** BEGIN Data section **

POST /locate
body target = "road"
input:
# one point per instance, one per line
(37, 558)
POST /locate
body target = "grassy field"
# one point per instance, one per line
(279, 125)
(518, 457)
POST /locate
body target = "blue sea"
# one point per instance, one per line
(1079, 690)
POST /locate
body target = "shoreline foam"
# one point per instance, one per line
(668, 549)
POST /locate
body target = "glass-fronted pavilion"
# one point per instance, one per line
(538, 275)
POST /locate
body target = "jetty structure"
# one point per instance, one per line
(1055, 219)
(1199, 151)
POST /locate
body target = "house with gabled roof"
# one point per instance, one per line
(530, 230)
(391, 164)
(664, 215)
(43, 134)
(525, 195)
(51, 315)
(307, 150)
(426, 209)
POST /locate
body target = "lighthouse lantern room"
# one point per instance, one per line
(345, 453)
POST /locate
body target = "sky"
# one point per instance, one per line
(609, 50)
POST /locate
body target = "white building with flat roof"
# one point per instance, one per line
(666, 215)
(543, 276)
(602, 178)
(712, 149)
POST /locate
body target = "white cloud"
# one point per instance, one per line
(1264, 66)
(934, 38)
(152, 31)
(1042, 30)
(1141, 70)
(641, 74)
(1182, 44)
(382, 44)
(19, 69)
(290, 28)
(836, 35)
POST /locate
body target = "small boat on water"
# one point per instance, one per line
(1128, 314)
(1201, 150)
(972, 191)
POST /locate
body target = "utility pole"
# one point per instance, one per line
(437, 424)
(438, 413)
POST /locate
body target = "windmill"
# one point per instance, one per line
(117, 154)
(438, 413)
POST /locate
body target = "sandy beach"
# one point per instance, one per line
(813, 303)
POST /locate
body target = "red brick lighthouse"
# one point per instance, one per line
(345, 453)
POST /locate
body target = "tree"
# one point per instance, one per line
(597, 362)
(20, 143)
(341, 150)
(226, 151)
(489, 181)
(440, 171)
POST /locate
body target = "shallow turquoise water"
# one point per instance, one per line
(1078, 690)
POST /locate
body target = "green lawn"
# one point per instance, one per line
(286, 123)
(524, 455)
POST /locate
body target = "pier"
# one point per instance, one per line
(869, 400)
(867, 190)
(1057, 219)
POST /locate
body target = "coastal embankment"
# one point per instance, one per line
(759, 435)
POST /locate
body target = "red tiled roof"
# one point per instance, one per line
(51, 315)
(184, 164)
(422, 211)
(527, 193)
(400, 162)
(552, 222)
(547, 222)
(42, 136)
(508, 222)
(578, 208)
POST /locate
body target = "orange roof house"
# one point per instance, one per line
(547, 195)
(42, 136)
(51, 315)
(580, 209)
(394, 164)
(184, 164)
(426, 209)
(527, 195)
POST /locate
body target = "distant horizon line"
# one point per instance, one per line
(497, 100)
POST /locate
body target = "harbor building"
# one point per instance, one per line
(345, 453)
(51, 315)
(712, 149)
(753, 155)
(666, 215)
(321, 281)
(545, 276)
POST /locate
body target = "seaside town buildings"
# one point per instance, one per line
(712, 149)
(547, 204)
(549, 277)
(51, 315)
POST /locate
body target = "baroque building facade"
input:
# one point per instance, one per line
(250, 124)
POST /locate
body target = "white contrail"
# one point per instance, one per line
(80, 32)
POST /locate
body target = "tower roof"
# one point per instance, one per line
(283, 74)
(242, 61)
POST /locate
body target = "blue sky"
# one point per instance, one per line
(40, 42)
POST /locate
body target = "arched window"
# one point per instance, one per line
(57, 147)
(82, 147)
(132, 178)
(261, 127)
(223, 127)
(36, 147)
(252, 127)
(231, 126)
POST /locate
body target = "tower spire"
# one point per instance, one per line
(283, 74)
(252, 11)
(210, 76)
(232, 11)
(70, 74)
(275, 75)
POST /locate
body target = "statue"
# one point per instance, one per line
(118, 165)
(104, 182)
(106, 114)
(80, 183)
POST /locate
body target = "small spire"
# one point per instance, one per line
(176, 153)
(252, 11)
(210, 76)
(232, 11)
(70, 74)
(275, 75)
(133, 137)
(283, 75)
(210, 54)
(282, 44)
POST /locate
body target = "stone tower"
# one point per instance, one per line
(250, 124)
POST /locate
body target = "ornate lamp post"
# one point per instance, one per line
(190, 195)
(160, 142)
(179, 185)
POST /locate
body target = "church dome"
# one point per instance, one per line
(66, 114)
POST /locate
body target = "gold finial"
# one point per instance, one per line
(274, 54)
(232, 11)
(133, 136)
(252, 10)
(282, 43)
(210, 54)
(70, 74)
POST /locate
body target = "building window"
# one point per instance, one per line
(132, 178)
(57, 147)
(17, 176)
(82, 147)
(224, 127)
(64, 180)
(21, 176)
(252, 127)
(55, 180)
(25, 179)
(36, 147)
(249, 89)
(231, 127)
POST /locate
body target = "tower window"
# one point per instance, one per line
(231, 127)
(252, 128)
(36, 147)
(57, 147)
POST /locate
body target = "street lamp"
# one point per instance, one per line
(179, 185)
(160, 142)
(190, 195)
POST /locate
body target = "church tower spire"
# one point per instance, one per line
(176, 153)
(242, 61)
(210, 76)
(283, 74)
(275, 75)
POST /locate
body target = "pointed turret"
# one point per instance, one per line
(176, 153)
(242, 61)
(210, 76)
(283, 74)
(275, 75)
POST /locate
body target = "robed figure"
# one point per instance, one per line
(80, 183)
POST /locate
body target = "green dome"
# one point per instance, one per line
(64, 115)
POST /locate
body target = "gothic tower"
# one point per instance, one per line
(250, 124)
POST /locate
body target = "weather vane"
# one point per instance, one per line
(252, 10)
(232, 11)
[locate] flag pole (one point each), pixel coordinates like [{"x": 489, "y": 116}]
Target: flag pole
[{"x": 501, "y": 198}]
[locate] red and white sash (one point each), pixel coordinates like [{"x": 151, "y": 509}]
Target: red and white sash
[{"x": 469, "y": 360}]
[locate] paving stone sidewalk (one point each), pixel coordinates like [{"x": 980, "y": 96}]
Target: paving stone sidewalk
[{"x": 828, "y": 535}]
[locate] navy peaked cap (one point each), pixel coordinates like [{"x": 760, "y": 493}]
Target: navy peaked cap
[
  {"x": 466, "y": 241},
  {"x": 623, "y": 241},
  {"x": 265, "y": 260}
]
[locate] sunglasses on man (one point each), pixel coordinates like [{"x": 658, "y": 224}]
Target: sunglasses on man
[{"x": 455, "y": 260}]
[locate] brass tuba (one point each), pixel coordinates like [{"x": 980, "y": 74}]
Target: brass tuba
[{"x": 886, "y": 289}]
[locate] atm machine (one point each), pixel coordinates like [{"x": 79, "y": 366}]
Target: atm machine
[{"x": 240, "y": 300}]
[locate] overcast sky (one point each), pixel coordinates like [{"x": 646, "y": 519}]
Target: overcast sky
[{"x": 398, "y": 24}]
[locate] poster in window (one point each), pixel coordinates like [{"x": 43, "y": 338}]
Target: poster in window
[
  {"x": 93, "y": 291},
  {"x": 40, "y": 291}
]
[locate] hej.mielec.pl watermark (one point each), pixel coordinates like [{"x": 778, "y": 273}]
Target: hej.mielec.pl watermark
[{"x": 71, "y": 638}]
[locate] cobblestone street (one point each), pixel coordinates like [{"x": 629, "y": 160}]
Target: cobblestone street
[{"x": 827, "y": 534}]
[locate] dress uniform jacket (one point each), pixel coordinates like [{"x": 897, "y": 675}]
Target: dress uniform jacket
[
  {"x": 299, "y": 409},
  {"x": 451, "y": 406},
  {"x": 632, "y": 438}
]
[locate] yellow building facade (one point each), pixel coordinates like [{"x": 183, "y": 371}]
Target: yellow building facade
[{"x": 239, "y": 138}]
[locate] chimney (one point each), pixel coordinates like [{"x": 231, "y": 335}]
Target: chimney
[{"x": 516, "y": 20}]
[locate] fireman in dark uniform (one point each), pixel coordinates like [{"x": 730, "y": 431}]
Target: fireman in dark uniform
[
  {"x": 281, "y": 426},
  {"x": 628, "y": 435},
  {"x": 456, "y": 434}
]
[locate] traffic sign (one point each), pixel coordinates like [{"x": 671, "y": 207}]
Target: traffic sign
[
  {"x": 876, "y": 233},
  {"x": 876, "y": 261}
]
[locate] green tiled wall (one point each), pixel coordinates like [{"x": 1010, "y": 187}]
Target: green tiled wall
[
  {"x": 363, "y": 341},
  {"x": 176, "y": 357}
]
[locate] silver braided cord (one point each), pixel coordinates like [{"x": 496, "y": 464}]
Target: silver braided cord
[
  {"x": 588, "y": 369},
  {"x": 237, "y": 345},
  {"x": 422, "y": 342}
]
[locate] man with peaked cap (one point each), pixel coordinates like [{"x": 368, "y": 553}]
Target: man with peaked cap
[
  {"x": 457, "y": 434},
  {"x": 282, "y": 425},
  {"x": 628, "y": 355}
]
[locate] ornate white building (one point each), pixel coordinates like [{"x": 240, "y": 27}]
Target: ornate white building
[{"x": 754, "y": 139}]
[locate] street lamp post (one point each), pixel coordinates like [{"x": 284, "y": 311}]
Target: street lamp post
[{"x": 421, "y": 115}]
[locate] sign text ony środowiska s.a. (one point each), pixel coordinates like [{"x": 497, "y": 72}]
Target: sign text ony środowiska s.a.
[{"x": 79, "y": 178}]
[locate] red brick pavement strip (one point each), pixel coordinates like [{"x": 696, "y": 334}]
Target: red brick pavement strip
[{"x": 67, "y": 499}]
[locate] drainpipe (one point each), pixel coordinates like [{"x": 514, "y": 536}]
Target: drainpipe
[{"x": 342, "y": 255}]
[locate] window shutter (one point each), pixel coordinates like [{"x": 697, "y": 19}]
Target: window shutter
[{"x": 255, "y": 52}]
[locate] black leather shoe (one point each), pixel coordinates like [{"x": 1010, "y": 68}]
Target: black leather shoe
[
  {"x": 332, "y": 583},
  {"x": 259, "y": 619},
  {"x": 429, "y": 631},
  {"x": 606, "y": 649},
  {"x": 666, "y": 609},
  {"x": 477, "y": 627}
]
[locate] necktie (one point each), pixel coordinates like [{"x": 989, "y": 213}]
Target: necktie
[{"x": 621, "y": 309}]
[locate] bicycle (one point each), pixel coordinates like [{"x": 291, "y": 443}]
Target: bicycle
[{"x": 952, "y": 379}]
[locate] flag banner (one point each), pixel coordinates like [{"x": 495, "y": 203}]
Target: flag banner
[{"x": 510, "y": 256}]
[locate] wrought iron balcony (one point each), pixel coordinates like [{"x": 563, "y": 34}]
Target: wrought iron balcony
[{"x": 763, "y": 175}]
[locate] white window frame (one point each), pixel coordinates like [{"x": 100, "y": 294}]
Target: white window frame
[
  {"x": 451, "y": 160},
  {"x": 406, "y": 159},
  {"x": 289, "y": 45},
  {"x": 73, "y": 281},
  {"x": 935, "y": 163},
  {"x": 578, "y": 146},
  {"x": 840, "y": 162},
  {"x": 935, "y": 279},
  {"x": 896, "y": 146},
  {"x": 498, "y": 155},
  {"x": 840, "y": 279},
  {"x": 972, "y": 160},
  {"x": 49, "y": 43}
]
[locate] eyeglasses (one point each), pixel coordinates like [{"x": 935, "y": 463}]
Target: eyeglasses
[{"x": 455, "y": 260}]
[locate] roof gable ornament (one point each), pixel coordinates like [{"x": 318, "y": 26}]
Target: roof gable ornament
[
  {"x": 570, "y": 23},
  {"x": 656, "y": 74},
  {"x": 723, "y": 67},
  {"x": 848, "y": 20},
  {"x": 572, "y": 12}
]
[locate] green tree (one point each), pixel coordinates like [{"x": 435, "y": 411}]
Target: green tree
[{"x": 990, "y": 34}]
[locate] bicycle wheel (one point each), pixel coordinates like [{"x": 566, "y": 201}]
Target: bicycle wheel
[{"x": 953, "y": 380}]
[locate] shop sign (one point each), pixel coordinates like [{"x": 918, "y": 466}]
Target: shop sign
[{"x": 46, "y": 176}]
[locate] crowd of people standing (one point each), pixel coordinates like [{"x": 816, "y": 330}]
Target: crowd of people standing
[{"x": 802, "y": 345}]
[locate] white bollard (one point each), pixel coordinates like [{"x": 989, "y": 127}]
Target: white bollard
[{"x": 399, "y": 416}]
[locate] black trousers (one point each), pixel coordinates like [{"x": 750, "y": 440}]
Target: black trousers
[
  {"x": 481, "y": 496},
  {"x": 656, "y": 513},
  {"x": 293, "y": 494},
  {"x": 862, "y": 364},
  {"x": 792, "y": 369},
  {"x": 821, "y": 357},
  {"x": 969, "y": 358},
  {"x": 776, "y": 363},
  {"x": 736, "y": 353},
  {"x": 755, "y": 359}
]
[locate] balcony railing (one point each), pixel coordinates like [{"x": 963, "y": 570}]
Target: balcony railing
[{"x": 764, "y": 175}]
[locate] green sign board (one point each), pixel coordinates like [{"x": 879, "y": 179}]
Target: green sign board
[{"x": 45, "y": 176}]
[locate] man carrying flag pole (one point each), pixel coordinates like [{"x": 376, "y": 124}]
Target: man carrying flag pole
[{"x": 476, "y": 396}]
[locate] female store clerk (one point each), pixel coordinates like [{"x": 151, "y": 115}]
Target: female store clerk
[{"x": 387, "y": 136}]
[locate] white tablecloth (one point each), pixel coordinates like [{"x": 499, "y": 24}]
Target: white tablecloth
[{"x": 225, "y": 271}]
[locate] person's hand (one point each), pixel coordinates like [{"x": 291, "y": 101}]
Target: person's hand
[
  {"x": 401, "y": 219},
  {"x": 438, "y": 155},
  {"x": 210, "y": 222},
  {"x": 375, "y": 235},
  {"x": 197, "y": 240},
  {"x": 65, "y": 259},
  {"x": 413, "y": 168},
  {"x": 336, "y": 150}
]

** END Data section **

Convert the data from the start through the line containing "(1199, 151)" into a two-column CSV with the headers input and output. Give one row per input and its answer, and put each in a single quoted field with its line breaks replaced by spaces.

Result:
input,output
"POST /locate body target = ""road"" input: # one point per instance, one per line","(37, 558)"
"POST /locate body target = ""grassy field"" # one point per instance, one per line","(279, 125) (518, 457)"
"POST /locate body target = ""blue sea"" # one point per instance, one per line","(1079, 690)"
"POST /locate body target = ""shoreline foam"" # one point per instance, one per line","(668, 549)"
"POST /locate body target = ""glass-fronted pavilion"" # one point per instance, one per line","(538, 275)"
"POST /locate body target = ""jetty structure"" # one point per instance, one per line","(1055, 219) (1199, 151)"